WRITTEN TASK: Rewrite the data from the line with "Segment the pointed" through the line with "Provide the mask of the pointed leaflet.", putting "leaf" in place of "leaflet" and changing nothing else.

· · · · ·

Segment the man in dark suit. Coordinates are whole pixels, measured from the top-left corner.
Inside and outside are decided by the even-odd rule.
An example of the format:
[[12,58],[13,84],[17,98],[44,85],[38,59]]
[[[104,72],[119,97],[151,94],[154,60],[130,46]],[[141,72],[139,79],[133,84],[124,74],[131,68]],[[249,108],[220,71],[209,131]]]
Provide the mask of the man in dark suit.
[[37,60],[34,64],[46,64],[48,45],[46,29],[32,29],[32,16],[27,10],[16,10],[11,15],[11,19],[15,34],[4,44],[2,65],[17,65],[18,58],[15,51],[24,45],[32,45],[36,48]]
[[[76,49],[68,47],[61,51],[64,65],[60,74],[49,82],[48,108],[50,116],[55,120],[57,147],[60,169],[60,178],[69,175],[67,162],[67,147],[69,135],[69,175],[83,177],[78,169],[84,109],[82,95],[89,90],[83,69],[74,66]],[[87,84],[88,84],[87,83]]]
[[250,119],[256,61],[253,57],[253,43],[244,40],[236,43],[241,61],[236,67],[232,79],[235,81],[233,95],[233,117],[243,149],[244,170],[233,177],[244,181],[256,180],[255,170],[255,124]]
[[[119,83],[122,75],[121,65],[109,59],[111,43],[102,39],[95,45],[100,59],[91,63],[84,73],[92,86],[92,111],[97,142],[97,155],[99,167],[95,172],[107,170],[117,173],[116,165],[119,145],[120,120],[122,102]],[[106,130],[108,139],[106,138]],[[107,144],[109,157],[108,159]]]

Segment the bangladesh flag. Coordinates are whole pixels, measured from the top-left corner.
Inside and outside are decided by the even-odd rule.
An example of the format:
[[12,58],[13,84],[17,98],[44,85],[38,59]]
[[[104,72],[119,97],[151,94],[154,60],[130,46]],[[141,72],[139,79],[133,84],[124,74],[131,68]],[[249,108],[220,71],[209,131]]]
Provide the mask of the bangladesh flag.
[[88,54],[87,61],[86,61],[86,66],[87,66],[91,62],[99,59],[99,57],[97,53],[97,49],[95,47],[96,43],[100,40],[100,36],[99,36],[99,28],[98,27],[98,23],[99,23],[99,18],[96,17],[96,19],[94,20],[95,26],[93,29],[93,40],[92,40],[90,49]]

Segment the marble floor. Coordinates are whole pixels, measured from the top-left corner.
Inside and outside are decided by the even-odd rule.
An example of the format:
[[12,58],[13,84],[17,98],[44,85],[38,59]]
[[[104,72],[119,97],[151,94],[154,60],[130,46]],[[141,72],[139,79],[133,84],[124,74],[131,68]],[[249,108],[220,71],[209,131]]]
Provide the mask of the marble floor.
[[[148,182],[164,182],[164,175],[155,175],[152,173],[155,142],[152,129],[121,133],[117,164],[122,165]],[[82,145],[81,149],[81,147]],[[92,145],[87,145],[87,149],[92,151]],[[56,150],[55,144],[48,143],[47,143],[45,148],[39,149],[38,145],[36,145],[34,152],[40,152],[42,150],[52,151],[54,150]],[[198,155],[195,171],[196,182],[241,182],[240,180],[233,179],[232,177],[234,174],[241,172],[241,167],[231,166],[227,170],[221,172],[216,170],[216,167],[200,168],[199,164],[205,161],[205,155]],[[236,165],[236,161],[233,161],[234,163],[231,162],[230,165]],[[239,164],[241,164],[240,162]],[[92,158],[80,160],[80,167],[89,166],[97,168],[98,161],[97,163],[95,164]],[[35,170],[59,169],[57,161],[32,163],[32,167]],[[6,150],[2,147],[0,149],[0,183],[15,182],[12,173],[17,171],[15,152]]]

· · · · ·

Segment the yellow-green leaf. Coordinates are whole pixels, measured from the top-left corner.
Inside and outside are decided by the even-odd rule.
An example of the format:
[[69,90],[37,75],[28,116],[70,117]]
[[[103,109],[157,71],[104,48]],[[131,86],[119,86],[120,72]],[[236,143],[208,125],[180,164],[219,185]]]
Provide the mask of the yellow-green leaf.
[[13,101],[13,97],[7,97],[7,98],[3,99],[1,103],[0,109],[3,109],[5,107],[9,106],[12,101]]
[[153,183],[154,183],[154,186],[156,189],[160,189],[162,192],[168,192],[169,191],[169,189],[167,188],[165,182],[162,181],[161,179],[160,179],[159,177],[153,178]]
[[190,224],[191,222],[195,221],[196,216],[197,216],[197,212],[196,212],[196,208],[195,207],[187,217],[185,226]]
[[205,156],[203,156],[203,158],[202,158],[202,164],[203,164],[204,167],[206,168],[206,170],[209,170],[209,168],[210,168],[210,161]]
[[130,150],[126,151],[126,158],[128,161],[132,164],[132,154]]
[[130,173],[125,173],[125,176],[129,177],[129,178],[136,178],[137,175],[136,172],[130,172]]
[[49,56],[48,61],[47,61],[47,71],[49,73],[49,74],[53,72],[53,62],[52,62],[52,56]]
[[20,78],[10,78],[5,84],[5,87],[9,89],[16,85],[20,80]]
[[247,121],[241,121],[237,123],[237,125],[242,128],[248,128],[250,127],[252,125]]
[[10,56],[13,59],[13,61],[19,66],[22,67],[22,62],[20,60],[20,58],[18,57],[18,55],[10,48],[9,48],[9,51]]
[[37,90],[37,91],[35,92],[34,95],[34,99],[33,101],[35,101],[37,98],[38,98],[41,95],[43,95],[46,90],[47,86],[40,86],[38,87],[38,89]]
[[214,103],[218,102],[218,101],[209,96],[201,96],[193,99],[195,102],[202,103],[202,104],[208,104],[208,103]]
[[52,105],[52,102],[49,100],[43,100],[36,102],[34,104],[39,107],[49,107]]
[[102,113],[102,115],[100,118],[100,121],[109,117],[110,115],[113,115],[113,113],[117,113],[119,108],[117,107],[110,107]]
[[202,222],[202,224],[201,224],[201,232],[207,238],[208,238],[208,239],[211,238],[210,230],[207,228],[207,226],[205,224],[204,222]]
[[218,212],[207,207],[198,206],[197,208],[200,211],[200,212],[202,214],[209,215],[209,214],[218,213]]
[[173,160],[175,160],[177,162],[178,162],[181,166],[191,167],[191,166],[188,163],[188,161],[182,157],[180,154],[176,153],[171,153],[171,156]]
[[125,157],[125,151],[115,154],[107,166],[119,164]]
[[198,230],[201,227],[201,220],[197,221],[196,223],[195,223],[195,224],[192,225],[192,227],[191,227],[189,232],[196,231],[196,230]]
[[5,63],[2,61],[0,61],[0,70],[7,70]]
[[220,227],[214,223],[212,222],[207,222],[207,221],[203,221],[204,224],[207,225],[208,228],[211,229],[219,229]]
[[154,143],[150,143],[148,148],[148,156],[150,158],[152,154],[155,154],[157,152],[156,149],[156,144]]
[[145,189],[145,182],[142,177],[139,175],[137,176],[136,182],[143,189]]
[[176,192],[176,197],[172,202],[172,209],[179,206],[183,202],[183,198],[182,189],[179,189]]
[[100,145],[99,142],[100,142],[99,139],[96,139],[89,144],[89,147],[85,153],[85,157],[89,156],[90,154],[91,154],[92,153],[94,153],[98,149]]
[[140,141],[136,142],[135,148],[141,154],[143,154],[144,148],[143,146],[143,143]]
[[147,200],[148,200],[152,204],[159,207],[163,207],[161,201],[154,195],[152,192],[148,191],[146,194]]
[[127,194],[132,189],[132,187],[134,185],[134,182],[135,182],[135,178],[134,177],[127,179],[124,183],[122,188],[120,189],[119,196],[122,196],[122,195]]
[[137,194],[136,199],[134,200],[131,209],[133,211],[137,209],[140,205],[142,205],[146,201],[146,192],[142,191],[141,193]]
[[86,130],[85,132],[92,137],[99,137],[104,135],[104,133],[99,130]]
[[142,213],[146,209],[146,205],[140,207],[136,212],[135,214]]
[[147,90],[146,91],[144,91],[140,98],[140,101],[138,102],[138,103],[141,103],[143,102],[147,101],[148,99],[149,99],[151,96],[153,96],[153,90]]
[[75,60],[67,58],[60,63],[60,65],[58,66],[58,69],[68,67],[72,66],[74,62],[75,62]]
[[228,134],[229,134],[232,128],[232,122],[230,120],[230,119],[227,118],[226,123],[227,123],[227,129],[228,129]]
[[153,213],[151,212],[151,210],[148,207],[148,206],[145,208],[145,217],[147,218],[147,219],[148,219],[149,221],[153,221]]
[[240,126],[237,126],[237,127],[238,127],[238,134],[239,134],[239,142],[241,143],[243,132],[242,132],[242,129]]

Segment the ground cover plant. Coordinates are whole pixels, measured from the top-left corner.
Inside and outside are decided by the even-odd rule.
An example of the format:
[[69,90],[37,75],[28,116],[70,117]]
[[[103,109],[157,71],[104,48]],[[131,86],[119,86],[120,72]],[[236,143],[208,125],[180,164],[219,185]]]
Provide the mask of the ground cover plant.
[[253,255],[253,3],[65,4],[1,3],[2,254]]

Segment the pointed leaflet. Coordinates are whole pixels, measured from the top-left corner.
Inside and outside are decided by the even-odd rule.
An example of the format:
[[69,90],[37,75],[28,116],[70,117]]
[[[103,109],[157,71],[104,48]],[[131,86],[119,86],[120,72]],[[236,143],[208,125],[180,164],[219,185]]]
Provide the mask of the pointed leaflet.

· · · · ·

SOLUTION FOR THIS TASK:
Segment the pointed leaf. Coordinates are whole pixels, measured from the top-left corner.
Inside and outside are decided by the even-odd rule.
An example of the format:
[[69,90],[37,75],[28,116],[70,117]]
[[[103,109],[157,71],[104,48]],[[131,86],[119,86],[120,72]],[[236,143],[208,125],[180,164],[219,185]]]
Provide the mask of the pointed leaf.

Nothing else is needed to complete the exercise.